*SELECTION:*
>> START

Labels: criteria, criteria development, Ralph Keeny
Many people use pairwise comparisons during their decision making efforts. First, this method may be used to determine the relative importance (the weightings) of the criteria. Second, pairwise comparisons are sometimes used to evaluate the alternatives relative to the criteria. BOTH OF THESE ARE A WASTE OF TIME!! Don’t get me wrong, I think pairwise comparisons can be helpful, just that there are faster ways of getting virtually the same results. In this brief note I will only tackle why you shouldn't bother for finding importance.
Through his books and companies, Tom Saaty has popularized pairwise comparisons as a part of his Analytic Hierarchy
(AHP) and Analytic Network
Processes In the Analytic Network Process book, on pages 26- 31, Saaty gives the example of using eight criteria to help select a house (e.g. Size of House, Transportation, Neighborhood, etc). His method requires that all the criteria be compared to each other one pair at a time to find the most important for each comparison. Further, a dominance factor is given to the better of the pair relating how much more important one factor is to another. If working with a team, they need to come to agreement on the dominance factors (I will come back to this point later). For the 8 criteria, there are 28 comparisons and the need to judge 28 dominance factors. In general, for N factors there are (N-1) + (N-2) +…. 1 comparisons.
For the example in his book (where the numbers represent the 8 criteria (i.e. factors)) a matrix of the pairwise comparisons is a shown below. Note that the opposite entries are just reciprocals of each other. Criterion 1 is 5 times as important as criterion 2 and so criterion 2 is 1/5 as important as criterion 1.
The Priority Vector is reduction of the values (using an eigenvector analysis) to develop the relative weightings - the importance of each criterion.
Compare this to a method proposed by Ward Edwards, one of the fathers of modern decision theory. He suggested that asking decision makers to weigh criteria is so fraught with error that it is easier, and no less accurate, just to ask them to rank the criteria and then automatically set the weights according to the ranking
. This “error” is exasperated when there are multiple constituencies represented in the organization.
Find the rank order the criteria, write each criterion on a sticky note and arrange them on a wall or desk, and reorder with the most important on top. This is best done in a pairwise fashion by selecting the criteria two at a time and asking, “If an alternative could meet only one of these, which criteria would I choose?” Then, move the chosen one to the top and the other to the bottom of the arrangement.
You can convert the ranking to a weighting by using the table below. This table shows the Rank Order Centroid (ROC) method developed by Edwards and shows the weights for up to 12 criteria.
Weights based on ROC method
If you have more than 12 criteria, you can use the equation wk= (1/K) ∑ (1/ i ) as i goes from k (the number of the criterion, with 1 being the highest weighted and K being the lowest) to K (the number of criteria). This equation was used to generate the values in the table. The values for 8 criteria are shaded in the table above and plotted below compared to the pairwise method.
The results of the two methods are shown on the bar chart below.

>> END

*DATASET CONTENT:*
>> START

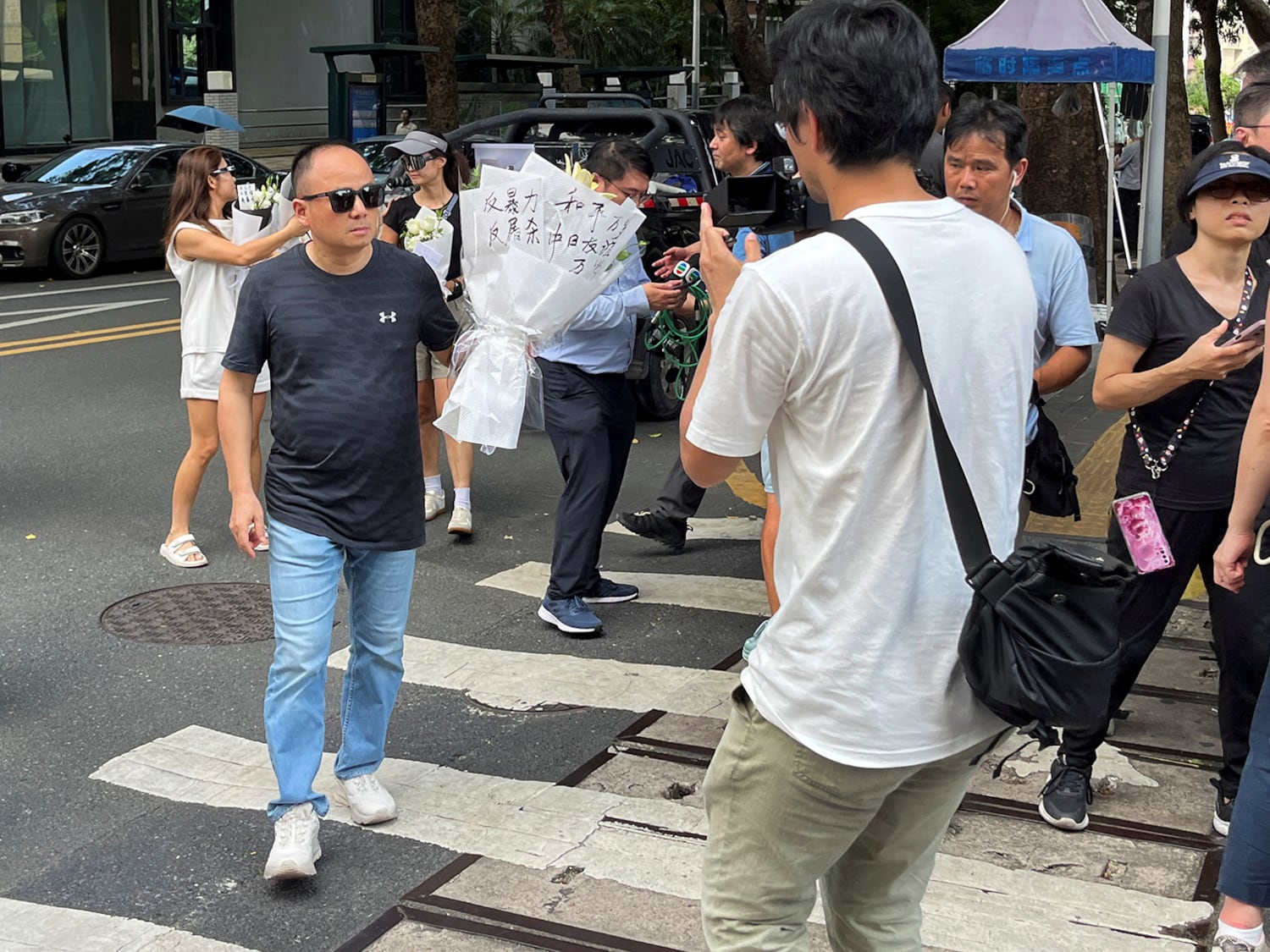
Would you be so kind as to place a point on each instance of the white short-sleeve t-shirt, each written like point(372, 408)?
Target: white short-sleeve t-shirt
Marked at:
point(860, 662)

>> END

According to the pairwise comparisons text, how many criteria does the Rank Order Centroid weights table cover?

Up to 12 criteria.